**What you will do**. Each record is to be printed again precisely as it reads.

Point-based annotation data
»»

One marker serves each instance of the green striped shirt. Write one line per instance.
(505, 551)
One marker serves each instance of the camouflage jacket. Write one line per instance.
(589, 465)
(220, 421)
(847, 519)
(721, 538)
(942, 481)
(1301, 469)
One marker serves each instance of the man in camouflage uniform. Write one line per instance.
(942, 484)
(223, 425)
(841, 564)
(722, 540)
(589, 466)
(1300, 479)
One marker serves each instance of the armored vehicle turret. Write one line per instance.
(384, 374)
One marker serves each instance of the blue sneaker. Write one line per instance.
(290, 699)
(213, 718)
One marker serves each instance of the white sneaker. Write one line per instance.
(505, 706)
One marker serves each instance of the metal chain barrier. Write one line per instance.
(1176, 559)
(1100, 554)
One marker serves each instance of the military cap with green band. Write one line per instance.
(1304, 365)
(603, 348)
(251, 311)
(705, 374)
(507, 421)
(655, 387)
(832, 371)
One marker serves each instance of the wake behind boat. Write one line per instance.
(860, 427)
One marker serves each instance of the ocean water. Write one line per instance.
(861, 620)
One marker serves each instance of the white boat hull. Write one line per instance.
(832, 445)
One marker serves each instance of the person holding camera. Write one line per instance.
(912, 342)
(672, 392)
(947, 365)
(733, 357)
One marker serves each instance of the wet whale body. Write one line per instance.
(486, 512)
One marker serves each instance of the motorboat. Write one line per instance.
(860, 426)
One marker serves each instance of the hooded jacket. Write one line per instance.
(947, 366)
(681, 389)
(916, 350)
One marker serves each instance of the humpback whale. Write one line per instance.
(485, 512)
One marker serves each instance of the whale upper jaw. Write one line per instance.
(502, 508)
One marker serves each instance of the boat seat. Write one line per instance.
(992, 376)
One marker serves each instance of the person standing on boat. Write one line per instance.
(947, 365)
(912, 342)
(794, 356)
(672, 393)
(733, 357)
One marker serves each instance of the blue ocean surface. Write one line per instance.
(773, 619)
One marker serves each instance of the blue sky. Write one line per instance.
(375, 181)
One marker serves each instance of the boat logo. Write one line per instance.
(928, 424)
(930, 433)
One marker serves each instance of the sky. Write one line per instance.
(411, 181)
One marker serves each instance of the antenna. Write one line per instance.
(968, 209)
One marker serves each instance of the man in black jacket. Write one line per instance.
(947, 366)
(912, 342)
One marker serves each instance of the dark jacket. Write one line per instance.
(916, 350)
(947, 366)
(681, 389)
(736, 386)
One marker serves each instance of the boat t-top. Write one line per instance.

««

**Task answer**.
One marker serves each instance of the green striped shirt. Write one line per instance.
(505, 551)
One marker serves each instance of the camouflage jacket. Write one line per instance.
(589, 465)
(220, 421)
(847, 519)
(721, 538)
(942, 481)
(1301, 469)
One marker serves each instance of the man in camouflage uniform. Write one line per instance.
(942, 484)
(223, 425)
(841, 564)
(722, 540)
(589, 466)
(1300, 479)
One marker serves each instance of the armored vehicle turret. Write one line per instance.
(384, 374)
One marker serves each instance of the blue sneaker. Write one line per instance.
(290, 699)
(213, 718)
One marker serves each instance of the white sneaker. Write one line per instance.
(505, 706)
One marker serves each instance of the metal chain barrier. Write one line per instance.
(1176, 559)
(1100, 554)
One marker serves each instance of the military cap with green band. Write one line per instance.
(1304, 365)
(603, 348)
(251, 311)
(705, 374)
(507, 421)
(655, 387)
(832, 371)
One marker serves each instance of the wake behind boat. Write one line per instance.
(860, 427)
One marker serves each instance of the ocean water. Write one line per instance.
(861, 620)
One marker serves each instance of the white boat hull. Write one line per instance.
(832, 445)
One marker serves each instance of the person holding camera. Write one line per instance.
(912, 342)
(672, 392)
(947, 365)
(733, 357)
One marker serves each instance of the wet whale body. Write one line per instance.
(486, 512)
One marker serves each instance of the motorboat. Write one line per instance.
(860, 426)
One marker serves each instance of the hooded jacket. Write one line per instance.
(947, 366)
(681, 389)
(916, 350)
One marker serves each instance of the humpback whale. Write one line per instance.
(485, 512)
One marker serves each instance of the whale upper jaw. Write one line per instance.
(502, 508)
One marker serves each instance of the boat seat. Write one line per instance.
(992, 376)
One marker serves each instance of the person standing on boat. Write one line per instance.
(947, 365)
(912, 342)
(794, 356)
(672, 393)
(733, 357)
One marker serves each instance of the blue ocean surface. Write one line per instance.
(773, 619)
One marker serves each instance of the blue sky. Write one line per instance.
(375, 181)
One marker serves each instance of the boat logo. Write one line per instance.
(928, 424)
(930, 433)
One marker serves each instance of the sky. Write one line per instance.
(411, 181)
One marker serves each instance of the antenna. Write one line per instance.
(968, 209)
One marker serves each instance of the man in black jacket. Write one line per instance.
(947, 366)
(912, 342)
One marker serves each instance of the dark jacket. Write one line per instance.
(916, 350)
(947, 366)
(681, 389)
(736, 386)
One marker serves each instance of the boat t-top. Write one line per instance.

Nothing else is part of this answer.